= Text section =
■ ■ ■
Observer: Comprehensive Economic Policy Adjustment Must Be Undertaken
Political observer Fernando Emas has cautioned President Prabowo Subianto’s administration about conditions that could potentially unfold in Indonesia. The warning centres on a scenario that must not be underestimated: the potential for a wave of mass protests capable of shaking government stability, described as ‘Reformasi 1998 Volume II’.
The 1998 Reformasi was one of the most monumental events in modern Indonesian political history. Triggered by an economic crisis that devastated the people’s purchasing power, coupled with accumulated anger over rampant injustice and corruption, the student and popular movement succeeded in ending 32 years of New Order rule.
‘I am not trying to frighten the Prabowo administration, but rather to give a warning based on real history, namely that the conditions which once triggered a social explosion like 1998 have the potential to recur if the government does not act immediately,’ Fernando Emas told reporters on Saturday, 13 June 2026.
■ ■ ■
= Dataset extract =
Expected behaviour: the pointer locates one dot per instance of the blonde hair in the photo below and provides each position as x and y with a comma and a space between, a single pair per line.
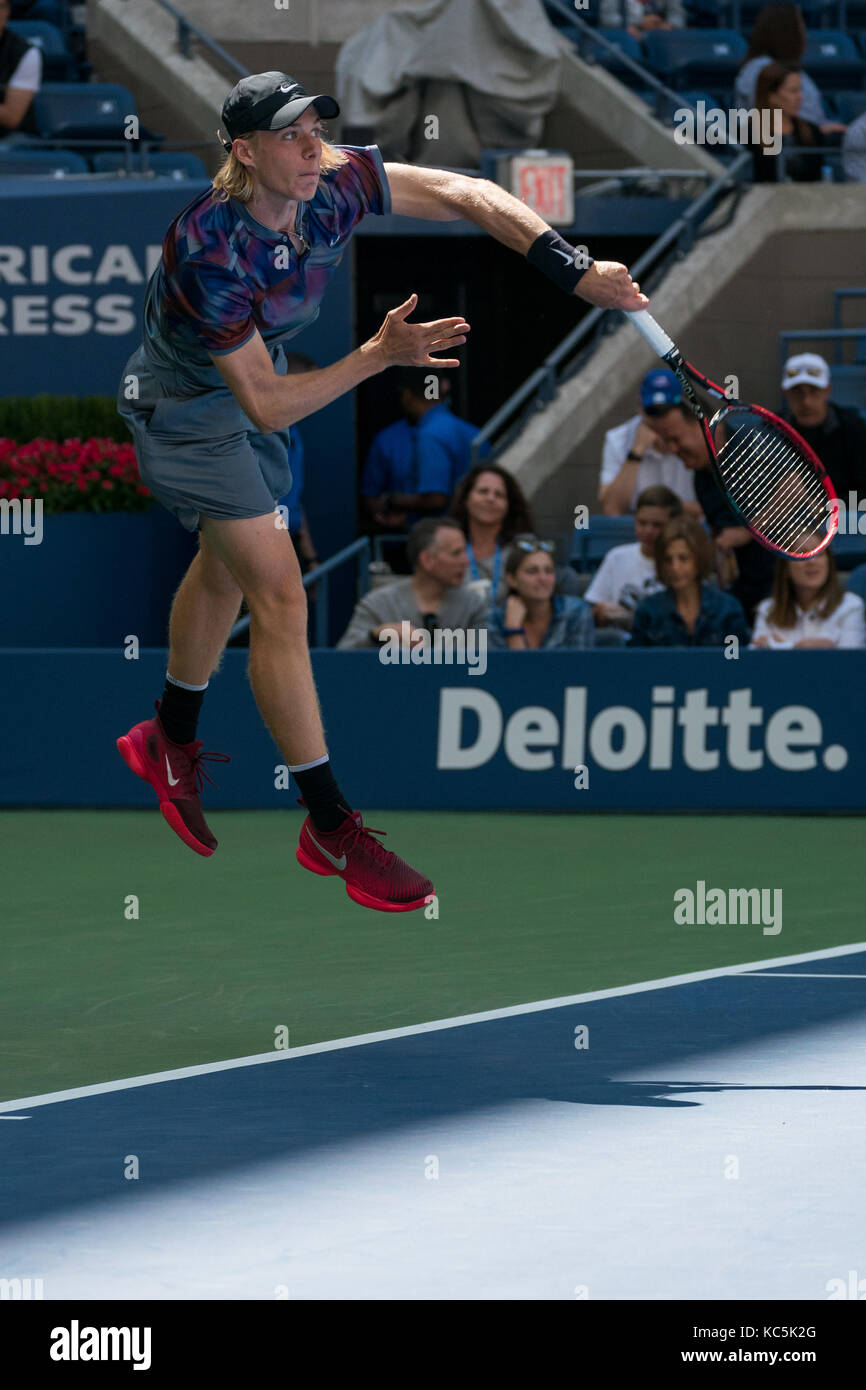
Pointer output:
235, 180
■ ■ ■
In the article above, condense the paragraph beginning "The 1998 Reformasi was one of" into a single shorter sentence that keeps its main facts.

= Answer for this exercise =
The 1998 Reformasi, a landmark in modern Indonesian politics, saw students and the public end 32 years of New Order rule, driven by an economic crisis that crushed purchasing power and by built-up anger over widespread injustice and corruption.